- Given task
Can you give all the records back with every "image.png" swapped for "frame.png" and nothing else changed?

- Dataset rows
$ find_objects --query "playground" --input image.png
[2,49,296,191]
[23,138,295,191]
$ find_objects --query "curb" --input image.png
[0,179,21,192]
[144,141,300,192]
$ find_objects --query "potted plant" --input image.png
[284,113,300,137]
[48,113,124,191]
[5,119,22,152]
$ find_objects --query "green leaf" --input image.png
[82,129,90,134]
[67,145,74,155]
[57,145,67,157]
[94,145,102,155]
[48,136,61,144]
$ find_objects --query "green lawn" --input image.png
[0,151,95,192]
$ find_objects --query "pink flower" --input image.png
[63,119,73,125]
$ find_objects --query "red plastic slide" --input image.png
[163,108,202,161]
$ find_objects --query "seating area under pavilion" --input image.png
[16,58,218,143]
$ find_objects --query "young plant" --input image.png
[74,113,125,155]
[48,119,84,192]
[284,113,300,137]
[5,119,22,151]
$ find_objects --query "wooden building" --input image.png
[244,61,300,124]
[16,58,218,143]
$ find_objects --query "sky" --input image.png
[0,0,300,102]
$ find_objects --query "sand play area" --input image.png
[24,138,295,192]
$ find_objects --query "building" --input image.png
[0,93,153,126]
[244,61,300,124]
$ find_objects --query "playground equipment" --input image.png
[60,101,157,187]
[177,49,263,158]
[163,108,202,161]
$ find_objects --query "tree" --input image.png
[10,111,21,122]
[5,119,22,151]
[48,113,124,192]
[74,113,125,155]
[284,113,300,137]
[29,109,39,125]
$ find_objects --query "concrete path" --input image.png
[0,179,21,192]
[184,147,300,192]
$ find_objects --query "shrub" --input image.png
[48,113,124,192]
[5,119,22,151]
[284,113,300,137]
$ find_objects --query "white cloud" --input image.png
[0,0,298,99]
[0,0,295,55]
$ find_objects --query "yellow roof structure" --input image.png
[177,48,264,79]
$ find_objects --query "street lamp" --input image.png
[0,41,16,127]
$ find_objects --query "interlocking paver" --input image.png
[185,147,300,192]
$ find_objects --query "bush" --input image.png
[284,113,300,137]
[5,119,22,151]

- Answer below
$ find_objects --query "playground" --input frame.png
[2,49,296,191]
[23,138,295,191]
$ find_objects --query "curb" --input frame.png
[0,179,21,192]
[144,141,300,192]
$ find_objects --query "potted plant" --input frame.png
[284,113,300,137]
[48,113,124,191]
[5,119,22,152]
$ find_objects --query "green leaf" --input frame.png
[82,129,90,134]
[67,145,74,155]
[57,145,67,157]
[94,145,102,155]
[48,136,61,144]
$ find_objects --query "green lawn" --input frame.png
[0,151,95,192]
$ find_objects --query "pink flower" --input frame.png
[63,119,73,125]
$ find_objects --query "red plastic slide" --input frame.png
[163,108,202,161]
$ find_objects --query "seating area under pavilion" --input frame.png
[16,58,218,143]
$ find_objects --query "young plant" --input frame.png
[74,113,125,155]
[48,119,84,192]
[284,113,300,137]
[5,119,22,151]
$ find_objects --query "wooden building" --input frame.png
[244,61,300,124]
[16,58,218,143]
$ find_objects --query "sky" --input frame.png
[0,0,300,102]
$ find_objects --query "sand play area" --input frame.png
[24,138,295,192]
$ find_objects --query "building" --input frame.png
[0,93,153,126]
[244,61,300,124]
$ find_objects --query "playground equipment" --input frame.png
[60,101,157,187]
[177,49,263,158]
[163,108,202,161]
$ find_objects --query "tree" --input frame.png
[10,111,21,122]
[5,119,22,151]
[48,113,124,192]
[74,113,125,155]
[284,113,300,137]
[29,109,39,125]
$ find_objects --query "concrete path" --input frame.png
[0,179,21,192]
[184,147,300,192]
$ find_objects --query "shrub" --input frame.png
[48,113,124,192]
[5,119,22,151]
[284,113,300,137]
$ find_objects --query "white cloud" --input frame.png
[0,0,298,99]
[0,0,295,55]
$ find_objects --query "yellow roof structure" --input frame.png
[177,48,264,79]
$ find_objects --query "street lamp" --input frame.png
[0,41,16,127]
$ find_objects --query "interlocking paver" --input frame.png
[185,147,300,192]
$ find_objects --query "bush" --input frame.png
[284,113,300,137]
[5,119,22,151]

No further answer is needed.